What is being asked | Reproduce the line containing "[pin] dandelion (one" in the listing below, then every later line up to the end, precisely as written.

Input material |
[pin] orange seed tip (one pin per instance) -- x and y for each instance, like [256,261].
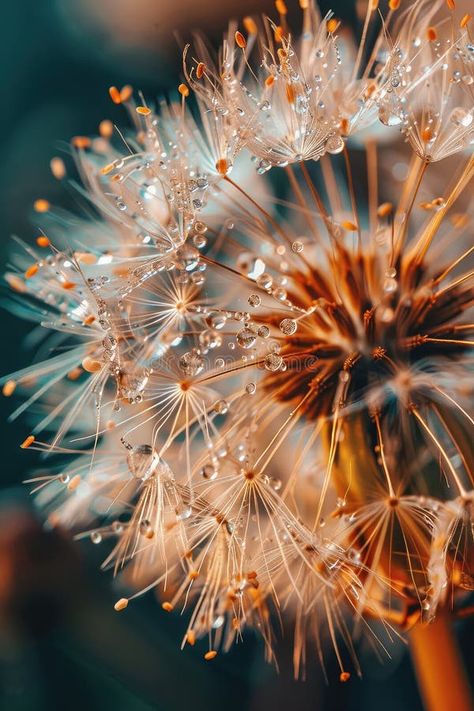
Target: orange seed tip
[41,205]
[350,226]
[121,604]
[281,7]
[31,271]
[385,209]
[250,25]
[81,142]
[200,69]
[115,95]
[58,169]
[106,128]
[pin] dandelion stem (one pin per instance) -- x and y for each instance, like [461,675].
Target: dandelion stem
[439,668]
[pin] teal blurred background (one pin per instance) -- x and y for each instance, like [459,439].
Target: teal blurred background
[61,644]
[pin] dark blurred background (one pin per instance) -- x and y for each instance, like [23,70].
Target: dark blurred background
[62,646]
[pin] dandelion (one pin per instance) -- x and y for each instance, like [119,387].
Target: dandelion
[261,404]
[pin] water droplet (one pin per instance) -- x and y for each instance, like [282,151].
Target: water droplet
[334,144]
[273,362]
[221,407]
[254,300]
[191,363]
[288,326]
[246,338]
[142,461]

Answer area |
[pin] dandelion (one pin per instance) -- x and y for each instance, like [119,387].
Target: dandelion
[261,404]
[pin] water droplet (one pin per instance) -- x and y for each instance, like [282,151].
Target: water droplet
[334,144]
[273,362]
[221,407]
[254,300]
[191,363]
[288,326]
[246,338]
[142,461]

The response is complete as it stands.